• _Votre consigne_: Relevez toutes les indications de date écrites en chiffres dans le texte sur l'exposition « Paris-Athènes ».

• _Texte cité_:
____

Le marquis de Nointel pose entouré de ses gens. Légèrement solennel. Il est vêtu d’un long caftan rouge et coiffé d’une perruque de son temps. On reconnaît tout de suite derrière lui Athènes, petite ville assoupie de l’Empire ottoman hérissée de minarets, avec l’Acropole où se dresse une mosquée. L’homme est en route pour la Sublime Porte comme ambassadeur de Louis XIV auprès du Sultan. Le tableau de grandes proportions date des années 1670. Il accueille le visiteur de l’exposition « Paris-Athènes - Naissance de la Grèce moderne », qui vient d’ouvrir ses portes au Louvre, magnifique illustration du début d’une fascination non seulement française mais occidentale pour une nation en devenir, la Grèce.

L’exposition coïncide avec le bicentenaire du début du soulèvement grec contre les Ottomans, le 25 mars 1821, et l’arrivée au Louvre le même mois, le 1er mars 1821, de la Vénus de Milo, découverte un an plus tôt.

____

(Éléments enregistrés)
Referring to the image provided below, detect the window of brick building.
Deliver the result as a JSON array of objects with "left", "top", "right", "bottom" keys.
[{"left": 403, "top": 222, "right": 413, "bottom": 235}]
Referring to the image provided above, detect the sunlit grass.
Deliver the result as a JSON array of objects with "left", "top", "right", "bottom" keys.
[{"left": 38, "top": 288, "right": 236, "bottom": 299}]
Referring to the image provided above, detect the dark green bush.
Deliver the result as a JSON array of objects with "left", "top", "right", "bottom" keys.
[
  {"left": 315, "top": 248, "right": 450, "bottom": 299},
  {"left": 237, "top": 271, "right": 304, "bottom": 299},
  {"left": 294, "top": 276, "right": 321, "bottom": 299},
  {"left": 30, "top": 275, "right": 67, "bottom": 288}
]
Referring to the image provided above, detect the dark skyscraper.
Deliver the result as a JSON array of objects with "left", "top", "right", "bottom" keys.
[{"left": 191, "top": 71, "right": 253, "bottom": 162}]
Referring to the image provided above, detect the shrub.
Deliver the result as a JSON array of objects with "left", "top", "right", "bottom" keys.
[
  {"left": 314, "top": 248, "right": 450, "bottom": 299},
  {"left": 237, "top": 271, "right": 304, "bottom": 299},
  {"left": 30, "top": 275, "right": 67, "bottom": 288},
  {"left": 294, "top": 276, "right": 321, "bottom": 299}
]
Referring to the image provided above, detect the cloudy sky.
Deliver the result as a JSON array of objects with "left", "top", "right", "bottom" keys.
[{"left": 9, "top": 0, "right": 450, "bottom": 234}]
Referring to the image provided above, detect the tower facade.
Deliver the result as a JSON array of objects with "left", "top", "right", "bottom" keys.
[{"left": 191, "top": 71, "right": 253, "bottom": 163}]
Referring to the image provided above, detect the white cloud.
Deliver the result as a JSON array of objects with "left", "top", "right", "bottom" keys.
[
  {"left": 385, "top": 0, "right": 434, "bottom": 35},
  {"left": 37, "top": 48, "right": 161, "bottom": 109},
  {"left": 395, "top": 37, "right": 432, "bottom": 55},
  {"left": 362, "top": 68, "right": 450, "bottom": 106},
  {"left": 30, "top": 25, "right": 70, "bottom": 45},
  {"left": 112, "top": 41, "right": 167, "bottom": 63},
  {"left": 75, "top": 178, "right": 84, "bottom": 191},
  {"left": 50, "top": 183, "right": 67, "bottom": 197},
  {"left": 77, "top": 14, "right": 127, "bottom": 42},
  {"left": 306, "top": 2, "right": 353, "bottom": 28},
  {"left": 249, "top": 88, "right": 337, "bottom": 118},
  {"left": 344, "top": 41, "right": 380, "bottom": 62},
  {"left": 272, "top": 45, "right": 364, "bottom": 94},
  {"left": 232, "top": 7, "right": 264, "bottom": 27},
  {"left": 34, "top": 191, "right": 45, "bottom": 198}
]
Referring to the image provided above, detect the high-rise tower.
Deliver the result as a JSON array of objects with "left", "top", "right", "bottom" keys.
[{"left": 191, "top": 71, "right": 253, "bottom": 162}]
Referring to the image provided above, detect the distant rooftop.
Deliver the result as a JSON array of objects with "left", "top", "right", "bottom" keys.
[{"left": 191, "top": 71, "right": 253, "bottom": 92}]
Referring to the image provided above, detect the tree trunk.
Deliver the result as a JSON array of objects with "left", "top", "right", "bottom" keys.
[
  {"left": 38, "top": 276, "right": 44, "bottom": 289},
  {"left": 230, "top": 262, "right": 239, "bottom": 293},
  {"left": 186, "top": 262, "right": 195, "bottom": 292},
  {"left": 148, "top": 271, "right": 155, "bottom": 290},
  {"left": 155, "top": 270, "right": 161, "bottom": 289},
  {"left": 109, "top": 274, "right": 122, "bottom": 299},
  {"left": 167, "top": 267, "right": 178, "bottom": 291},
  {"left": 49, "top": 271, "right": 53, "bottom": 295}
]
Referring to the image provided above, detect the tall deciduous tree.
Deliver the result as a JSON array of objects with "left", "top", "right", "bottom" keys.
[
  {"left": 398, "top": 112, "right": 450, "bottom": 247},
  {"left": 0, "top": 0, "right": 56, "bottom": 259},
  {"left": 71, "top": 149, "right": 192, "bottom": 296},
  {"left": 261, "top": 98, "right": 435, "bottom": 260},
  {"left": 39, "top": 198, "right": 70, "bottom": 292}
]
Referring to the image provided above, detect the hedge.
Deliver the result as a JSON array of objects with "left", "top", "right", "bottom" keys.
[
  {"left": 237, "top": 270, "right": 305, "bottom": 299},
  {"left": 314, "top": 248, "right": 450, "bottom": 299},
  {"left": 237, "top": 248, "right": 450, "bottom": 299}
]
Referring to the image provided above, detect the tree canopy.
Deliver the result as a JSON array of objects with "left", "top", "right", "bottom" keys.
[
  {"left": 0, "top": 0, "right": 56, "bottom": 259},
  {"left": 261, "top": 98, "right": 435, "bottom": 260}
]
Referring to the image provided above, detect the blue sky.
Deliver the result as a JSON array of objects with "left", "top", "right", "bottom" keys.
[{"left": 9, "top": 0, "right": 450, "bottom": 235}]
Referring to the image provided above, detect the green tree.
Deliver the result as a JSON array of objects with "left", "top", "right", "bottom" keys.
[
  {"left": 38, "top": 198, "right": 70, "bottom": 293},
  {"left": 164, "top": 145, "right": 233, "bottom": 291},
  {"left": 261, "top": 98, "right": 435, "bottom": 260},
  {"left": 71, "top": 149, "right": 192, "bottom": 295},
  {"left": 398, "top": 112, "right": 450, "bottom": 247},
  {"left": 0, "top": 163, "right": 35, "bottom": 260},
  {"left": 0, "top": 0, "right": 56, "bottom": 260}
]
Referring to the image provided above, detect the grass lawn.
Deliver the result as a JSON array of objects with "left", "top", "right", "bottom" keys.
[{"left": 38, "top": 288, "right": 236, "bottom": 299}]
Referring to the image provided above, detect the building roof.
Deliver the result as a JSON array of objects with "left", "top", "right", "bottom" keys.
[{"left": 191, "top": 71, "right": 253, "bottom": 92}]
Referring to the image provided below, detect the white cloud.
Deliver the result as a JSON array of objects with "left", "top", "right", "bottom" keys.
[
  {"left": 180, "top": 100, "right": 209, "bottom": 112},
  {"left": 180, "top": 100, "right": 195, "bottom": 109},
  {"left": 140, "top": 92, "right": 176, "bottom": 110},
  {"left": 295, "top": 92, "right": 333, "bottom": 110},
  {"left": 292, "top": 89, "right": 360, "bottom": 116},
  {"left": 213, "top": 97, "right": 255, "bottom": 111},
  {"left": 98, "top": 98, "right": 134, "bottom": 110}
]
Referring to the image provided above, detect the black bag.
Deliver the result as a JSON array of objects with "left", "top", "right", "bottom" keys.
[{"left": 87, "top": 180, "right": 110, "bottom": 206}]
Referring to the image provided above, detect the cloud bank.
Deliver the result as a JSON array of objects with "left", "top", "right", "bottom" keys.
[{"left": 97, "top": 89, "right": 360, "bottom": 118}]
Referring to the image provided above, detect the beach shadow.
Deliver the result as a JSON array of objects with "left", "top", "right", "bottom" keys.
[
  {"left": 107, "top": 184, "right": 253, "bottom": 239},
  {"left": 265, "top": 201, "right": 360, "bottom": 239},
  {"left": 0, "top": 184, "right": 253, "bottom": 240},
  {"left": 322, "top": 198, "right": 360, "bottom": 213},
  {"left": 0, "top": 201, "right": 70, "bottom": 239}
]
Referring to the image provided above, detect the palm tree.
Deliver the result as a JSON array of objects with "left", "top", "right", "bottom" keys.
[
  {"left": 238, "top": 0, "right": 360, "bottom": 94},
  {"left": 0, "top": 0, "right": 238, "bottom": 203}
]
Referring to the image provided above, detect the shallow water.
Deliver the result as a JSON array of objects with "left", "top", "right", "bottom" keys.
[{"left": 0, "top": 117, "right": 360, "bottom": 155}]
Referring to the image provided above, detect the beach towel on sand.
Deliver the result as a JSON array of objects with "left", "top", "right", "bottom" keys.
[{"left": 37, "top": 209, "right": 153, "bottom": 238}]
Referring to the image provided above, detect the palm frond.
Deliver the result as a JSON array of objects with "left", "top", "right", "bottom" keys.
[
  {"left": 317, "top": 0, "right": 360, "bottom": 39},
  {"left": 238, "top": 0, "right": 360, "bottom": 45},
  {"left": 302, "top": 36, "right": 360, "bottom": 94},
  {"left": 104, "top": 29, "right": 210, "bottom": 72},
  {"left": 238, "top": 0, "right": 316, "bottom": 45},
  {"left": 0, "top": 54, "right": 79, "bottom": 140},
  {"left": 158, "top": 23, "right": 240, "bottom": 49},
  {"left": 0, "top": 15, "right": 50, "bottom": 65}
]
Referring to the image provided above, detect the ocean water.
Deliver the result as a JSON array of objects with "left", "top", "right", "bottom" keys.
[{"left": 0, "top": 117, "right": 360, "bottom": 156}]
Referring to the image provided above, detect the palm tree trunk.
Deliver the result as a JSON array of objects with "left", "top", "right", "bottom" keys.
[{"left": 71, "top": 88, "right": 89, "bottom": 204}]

____

• _Tâche accomplie_:
- années 1670
- 25 mars 1821
- 1er mars 1821